**DIRECTIONS FOR THIS TASK:**
Starting at the line that contains "Return one point per instance of the steep", restate each line word for word through the final line of the data, keeping both ends.

**RECORDED DATA:**
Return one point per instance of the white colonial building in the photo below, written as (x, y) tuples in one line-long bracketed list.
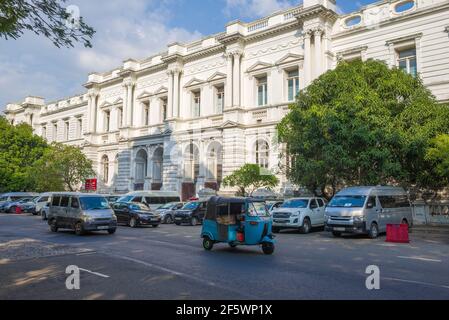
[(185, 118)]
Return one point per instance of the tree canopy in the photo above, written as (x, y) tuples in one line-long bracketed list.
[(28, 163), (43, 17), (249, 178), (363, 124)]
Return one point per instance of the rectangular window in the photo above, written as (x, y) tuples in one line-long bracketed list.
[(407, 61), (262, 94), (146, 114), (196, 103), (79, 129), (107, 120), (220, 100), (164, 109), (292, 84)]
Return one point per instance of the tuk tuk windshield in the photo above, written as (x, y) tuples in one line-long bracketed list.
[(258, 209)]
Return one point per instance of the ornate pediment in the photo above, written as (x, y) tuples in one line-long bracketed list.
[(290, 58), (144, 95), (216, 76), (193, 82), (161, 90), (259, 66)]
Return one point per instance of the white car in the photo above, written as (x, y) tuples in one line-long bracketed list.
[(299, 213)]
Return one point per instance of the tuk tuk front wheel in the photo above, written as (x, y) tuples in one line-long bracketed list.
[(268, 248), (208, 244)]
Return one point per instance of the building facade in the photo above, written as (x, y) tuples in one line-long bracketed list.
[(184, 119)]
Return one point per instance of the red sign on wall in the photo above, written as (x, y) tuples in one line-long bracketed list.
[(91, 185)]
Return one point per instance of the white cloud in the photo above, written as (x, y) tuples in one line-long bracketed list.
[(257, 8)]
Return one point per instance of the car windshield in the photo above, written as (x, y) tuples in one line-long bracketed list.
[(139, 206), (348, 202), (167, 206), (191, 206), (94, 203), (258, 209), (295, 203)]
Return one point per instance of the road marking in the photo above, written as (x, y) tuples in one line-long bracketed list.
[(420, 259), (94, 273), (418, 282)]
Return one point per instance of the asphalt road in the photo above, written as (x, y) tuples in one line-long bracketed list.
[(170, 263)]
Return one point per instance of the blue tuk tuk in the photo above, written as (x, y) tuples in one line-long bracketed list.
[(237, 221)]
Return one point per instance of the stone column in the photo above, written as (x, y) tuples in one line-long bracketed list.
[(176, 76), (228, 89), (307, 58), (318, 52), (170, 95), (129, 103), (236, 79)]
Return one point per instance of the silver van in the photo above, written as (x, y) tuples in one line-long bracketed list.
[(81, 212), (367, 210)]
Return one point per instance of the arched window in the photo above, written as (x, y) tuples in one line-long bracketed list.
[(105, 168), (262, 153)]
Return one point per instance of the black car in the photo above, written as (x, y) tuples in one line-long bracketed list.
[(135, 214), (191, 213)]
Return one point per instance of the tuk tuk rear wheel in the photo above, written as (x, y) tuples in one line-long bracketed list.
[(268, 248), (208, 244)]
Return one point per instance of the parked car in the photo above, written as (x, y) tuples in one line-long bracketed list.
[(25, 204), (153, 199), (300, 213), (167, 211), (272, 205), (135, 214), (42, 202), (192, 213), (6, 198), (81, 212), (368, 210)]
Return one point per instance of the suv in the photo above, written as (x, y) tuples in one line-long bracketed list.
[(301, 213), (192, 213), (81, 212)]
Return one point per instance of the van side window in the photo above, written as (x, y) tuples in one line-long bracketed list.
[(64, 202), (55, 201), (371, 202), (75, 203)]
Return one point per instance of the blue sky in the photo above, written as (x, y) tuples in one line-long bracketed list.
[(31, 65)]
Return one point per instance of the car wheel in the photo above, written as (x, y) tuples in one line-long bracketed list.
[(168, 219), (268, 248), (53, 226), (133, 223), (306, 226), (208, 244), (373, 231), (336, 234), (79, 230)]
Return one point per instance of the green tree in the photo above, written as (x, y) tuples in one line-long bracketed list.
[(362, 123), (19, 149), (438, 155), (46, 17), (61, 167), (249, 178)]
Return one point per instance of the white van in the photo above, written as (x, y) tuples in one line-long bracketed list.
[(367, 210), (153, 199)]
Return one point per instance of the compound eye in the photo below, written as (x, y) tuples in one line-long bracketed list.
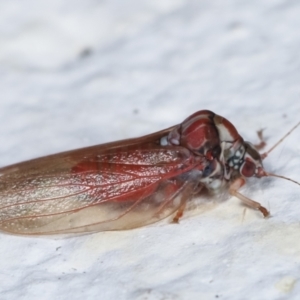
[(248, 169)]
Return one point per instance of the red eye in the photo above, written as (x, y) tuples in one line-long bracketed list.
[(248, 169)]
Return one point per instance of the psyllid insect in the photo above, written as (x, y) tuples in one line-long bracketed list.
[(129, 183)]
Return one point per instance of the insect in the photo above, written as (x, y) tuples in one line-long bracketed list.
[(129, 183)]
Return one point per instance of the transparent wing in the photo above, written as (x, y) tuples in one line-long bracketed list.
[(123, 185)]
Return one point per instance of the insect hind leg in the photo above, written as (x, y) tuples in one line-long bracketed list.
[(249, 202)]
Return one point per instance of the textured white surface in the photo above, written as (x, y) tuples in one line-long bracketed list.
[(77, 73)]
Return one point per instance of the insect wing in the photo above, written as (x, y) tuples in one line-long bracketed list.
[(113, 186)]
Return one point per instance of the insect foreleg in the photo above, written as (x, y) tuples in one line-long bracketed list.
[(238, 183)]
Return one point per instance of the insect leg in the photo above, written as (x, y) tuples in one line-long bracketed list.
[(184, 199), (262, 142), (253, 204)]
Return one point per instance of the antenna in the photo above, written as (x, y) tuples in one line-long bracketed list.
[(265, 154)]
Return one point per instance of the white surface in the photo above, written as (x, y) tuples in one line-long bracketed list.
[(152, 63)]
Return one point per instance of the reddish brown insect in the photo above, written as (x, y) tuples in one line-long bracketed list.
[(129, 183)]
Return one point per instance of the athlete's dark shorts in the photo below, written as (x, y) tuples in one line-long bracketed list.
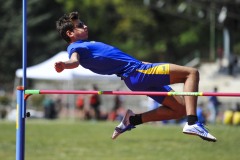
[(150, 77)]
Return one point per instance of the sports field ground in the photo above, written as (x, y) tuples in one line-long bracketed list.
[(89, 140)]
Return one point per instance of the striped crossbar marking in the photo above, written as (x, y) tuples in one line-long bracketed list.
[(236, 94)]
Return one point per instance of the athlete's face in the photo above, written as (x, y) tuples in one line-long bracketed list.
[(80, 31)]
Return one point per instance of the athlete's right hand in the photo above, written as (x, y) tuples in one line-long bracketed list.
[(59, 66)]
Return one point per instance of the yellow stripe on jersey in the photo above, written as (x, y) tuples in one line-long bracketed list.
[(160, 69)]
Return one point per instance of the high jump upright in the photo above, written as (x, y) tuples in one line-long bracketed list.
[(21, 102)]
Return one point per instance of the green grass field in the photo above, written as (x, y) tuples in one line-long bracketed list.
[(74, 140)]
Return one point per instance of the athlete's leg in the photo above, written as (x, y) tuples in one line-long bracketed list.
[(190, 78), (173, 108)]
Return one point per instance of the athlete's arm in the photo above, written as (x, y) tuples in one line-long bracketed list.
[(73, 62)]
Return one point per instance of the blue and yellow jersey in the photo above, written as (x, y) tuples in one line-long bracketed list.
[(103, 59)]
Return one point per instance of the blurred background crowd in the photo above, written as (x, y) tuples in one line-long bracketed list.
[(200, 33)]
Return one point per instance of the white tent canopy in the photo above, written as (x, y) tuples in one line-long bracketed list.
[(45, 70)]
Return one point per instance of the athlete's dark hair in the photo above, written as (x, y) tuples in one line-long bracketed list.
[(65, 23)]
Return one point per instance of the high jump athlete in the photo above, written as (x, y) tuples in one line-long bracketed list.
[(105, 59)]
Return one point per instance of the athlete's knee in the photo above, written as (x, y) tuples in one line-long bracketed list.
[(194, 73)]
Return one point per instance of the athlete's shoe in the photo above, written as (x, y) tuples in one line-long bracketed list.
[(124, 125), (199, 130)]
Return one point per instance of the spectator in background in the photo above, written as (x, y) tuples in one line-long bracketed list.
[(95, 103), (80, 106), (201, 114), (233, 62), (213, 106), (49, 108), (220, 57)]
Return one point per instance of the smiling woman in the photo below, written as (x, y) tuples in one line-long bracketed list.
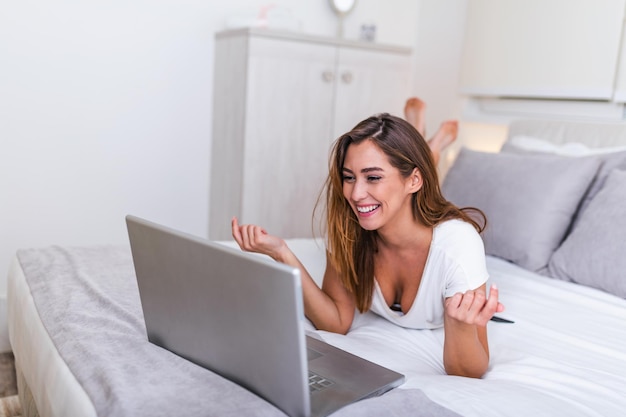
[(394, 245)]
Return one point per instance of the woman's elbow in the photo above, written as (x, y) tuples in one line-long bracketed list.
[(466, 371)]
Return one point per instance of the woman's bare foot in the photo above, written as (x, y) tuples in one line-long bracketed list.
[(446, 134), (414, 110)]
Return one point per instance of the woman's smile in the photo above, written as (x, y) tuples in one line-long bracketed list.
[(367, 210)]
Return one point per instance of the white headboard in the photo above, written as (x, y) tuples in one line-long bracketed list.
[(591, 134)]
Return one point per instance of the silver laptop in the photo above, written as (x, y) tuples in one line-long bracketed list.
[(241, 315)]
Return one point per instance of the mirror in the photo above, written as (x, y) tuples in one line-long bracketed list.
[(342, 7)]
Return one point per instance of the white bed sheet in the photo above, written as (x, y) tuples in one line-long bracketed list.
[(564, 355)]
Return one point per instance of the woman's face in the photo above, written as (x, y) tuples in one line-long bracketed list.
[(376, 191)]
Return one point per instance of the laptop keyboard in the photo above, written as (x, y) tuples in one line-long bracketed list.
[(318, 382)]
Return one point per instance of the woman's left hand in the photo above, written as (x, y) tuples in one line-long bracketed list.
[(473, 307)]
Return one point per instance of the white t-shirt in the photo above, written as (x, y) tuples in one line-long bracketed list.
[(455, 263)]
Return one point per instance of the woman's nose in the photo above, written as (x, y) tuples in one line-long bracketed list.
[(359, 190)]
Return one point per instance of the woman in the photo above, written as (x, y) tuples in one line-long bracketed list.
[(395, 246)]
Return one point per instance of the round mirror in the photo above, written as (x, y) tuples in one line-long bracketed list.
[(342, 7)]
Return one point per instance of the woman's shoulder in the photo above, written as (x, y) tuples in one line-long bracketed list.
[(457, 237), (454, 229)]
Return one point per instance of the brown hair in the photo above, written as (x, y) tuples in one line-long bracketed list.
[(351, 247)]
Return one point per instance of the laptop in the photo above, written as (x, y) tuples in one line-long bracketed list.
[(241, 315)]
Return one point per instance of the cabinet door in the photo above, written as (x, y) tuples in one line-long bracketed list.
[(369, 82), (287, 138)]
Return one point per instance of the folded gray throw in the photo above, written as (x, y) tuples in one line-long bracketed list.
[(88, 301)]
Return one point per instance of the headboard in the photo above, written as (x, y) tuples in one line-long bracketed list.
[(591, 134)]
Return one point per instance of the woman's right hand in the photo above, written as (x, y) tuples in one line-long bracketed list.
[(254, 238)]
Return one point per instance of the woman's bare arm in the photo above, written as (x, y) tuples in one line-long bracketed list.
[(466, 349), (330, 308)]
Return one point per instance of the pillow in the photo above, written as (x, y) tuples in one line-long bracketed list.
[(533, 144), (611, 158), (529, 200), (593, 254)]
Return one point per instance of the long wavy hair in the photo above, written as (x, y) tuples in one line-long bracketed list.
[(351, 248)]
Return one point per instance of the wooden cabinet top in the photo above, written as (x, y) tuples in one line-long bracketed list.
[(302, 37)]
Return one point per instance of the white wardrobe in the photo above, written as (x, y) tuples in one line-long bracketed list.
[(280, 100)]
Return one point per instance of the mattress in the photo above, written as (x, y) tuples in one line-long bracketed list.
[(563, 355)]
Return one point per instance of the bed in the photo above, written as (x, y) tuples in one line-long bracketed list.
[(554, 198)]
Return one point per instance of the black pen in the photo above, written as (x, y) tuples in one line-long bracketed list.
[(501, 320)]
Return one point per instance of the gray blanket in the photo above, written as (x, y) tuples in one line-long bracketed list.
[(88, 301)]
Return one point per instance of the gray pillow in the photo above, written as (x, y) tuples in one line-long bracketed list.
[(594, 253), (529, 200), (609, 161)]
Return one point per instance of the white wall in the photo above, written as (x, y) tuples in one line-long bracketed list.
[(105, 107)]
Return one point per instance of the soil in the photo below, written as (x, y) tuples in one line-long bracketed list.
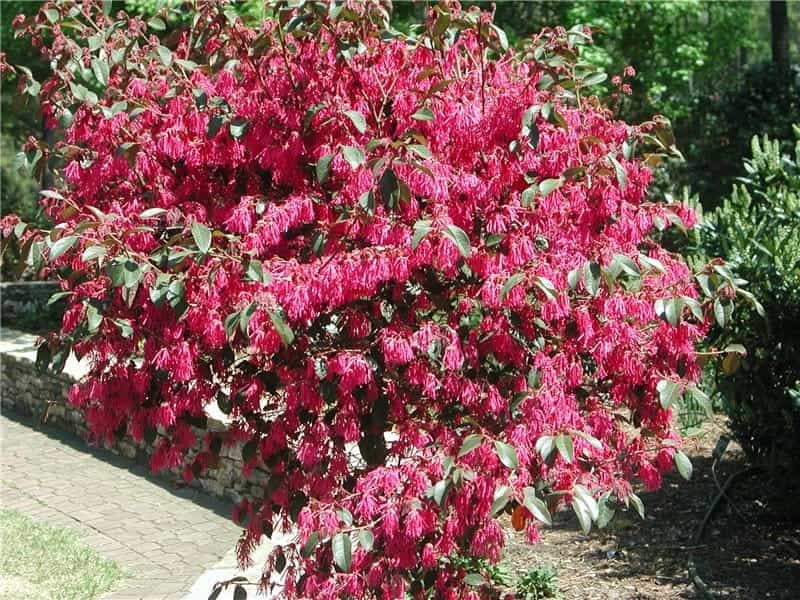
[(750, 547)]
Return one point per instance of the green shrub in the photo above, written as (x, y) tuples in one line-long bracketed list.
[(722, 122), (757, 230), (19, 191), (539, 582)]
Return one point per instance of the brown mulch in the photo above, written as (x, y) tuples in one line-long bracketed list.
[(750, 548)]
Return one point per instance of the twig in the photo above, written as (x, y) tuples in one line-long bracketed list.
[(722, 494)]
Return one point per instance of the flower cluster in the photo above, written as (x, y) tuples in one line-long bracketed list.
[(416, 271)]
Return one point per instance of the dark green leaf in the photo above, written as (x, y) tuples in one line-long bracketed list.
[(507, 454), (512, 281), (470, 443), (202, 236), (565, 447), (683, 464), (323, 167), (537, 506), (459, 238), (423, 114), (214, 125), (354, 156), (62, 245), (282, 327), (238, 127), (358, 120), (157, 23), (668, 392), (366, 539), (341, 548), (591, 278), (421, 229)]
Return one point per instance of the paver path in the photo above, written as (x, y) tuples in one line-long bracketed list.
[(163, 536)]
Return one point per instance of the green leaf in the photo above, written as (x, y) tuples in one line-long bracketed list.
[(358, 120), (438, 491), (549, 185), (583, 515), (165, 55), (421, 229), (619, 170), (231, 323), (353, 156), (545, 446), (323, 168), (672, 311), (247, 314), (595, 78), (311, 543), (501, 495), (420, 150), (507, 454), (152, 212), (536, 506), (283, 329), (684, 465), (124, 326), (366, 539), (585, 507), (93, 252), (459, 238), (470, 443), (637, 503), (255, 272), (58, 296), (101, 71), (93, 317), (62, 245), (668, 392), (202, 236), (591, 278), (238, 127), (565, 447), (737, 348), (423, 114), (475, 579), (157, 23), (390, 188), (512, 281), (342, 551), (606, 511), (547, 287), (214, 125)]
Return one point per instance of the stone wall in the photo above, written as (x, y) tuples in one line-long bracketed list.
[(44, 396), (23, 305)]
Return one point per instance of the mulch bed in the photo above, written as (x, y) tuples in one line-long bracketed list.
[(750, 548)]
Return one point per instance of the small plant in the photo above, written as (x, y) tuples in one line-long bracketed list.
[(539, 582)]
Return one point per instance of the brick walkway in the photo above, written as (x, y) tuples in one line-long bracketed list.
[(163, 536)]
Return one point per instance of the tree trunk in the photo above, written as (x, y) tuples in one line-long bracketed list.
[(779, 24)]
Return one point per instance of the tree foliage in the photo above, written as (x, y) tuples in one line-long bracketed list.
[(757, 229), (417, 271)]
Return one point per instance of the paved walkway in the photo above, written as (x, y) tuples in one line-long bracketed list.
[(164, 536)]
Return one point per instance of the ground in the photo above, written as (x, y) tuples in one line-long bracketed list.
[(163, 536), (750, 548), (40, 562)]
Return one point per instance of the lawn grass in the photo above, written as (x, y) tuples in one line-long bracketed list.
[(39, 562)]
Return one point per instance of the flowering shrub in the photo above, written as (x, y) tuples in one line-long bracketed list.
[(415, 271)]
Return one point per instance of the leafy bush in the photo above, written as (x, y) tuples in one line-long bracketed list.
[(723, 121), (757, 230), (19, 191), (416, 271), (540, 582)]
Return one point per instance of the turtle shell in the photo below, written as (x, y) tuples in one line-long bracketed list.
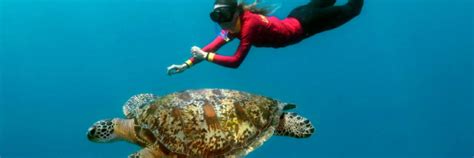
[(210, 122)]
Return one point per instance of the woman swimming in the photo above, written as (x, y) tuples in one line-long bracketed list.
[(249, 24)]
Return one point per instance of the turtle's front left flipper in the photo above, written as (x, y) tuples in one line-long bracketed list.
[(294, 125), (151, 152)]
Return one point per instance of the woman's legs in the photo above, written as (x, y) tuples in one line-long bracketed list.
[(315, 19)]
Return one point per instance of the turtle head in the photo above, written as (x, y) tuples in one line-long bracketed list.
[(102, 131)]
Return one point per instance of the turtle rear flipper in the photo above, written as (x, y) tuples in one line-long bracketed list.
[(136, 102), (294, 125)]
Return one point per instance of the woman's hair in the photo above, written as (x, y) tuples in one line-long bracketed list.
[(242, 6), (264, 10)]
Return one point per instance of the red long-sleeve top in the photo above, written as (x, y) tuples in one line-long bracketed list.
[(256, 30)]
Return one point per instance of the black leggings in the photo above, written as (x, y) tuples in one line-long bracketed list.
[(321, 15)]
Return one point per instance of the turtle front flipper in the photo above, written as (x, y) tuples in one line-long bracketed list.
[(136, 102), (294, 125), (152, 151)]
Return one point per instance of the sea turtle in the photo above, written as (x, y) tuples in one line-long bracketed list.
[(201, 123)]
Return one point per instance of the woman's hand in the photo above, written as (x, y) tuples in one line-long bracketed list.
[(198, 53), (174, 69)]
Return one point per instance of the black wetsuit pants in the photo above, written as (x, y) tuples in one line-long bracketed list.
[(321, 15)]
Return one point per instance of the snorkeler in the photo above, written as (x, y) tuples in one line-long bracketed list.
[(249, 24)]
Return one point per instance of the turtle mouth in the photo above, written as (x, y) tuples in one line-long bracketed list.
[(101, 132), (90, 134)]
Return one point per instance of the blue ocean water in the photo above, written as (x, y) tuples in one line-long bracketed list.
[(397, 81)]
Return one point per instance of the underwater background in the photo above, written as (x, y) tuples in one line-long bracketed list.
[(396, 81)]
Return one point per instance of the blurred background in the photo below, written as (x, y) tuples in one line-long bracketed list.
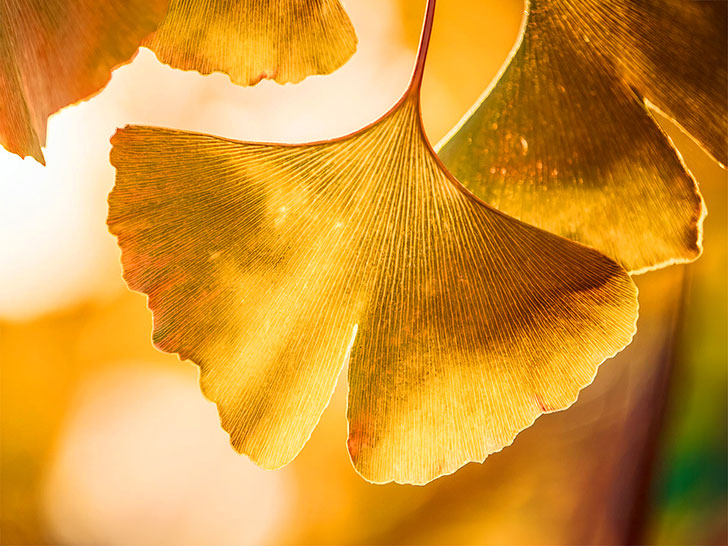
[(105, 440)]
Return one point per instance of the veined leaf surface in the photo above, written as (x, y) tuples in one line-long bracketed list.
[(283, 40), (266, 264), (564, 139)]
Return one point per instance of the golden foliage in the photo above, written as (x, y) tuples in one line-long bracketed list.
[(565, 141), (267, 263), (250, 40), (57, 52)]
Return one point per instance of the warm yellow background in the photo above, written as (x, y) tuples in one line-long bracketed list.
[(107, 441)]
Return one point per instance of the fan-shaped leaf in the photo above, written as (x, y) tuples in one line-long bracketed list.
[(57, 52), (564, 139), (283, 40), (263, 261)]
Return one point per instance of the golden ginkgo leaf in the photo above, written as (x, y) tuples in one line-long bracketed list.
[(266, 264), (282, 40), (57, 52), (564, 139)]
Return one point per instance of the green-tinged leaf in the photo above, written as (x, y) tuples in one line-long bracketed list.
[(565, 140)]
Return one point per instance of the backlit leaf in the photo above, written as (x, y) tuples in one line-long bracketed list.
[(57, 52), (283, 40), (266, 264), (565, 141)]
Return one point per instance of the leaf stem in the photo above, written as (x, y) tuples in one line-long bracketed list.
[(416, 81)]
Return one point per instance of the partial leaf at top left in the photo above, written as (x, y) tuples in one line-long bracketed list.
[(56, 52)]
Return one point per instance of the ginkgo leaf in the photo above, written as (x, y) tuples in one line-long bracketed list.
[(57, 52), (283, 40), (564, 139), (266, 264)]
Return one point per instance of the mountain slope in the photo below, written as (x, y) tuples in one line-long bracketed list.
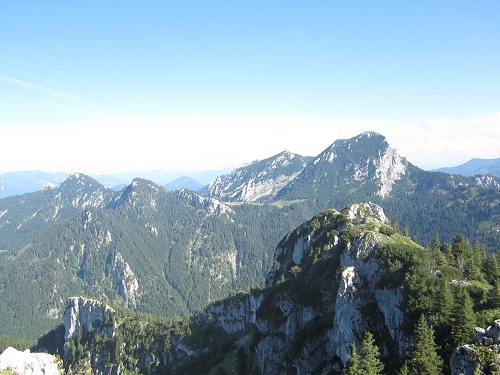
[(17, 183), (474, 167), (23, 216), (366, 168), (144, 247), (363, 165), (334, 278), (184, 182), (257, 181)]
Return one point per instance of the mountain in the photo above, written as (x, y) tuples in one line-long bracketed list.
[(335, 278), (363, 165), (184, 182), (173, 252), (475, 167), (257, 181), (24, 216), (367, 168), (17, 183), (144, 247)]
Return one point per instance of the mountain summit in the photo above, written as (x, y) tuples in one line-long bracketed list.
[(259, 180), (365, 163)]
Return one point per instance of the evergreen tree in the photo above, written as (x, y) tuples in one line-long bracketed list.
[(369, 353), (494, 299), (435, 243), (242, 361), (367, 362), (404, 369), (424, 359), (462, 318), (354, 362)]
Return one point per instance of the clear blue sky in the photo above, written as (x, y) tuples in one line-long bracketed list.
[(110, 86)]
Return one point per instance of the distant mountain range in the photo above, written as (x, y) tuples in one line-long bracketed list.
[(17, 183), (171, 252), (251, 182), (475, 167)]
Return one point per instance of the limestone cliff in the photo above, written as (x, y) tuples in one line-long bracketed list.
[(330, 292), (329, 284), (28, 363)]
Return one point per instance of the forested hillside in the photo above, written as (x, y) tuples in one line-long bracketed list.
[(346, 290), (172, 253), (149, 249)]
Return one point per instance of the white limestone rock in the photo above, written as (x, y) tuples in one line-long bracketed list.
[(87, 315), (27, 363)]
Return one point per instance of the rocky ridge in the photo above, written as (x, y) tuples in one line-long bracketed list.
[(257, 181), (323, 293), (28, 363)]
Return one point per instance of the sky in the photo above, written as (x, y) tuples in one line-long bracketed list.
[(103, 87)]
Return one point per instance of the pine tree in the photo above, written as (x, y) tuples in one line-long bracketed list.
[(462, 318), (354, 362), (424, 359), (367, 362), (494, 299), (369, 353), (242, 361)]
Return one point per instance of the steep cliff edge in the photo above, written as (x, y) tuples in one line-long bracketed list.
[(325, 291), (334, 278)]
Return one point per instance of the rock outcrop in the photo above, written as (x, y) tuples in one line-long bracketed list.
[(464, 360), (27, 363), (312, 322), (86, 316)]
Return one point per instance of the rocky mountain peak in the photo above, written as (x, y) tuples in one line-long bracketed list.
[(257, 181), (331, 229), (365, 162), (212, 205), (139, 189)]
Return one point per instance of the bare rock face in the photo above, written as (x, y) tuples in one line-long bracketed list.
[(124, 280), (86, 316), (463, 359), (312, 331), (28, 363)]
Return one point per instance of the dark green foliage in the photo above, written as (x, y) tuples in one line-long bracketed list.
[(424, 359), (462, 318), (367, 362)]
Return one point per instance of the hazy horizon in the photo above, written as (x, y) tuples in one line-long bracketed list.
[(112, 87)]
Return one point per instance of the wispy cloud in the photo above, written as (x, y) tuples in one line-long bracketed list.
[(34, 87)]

**THE RESPONSE:**
Return one point per instance of the steep cliff edge in the photo above, written as (x, y) tuples in one line-long bracketed list.
[(325, 291), (334, 278)]
Return one point per instance of the rock outcrop in the photo above, written as (x, y) tuples in one line-long bracketed list.
[(464, 360), (27, 363), (312, 322), (86, 316)]
Return one point per instance of the rocky mountain peak in the photo above, written as (x, y) tuples in one line-long bracketed list.
[(257, 181), (331, 229), (365, 162), (212, 205), (139, 189)]
Return one point per instance of the bare rock face in the photo above, written as (x, y) tuples in one line-long bracketed list.
[(124, 280), (86, 316), (463, 359), (312, 331), (28, 363)]
Return one point per instance of the dark green foliage in the photo above, written as (x, y) tuples in one line-long bracketed list.
[(424, 359), (462, 318), (367, 362)]
Return one point per instance of the hazy horizon in the photo above, written as (x, y) tuples in one line-long bracketed list.
[(112, 87)]
Return one point per instance of the wispy cloud in the photo above, written as (x, y) tuples in one line-long bracketed list.
[(34, 87)]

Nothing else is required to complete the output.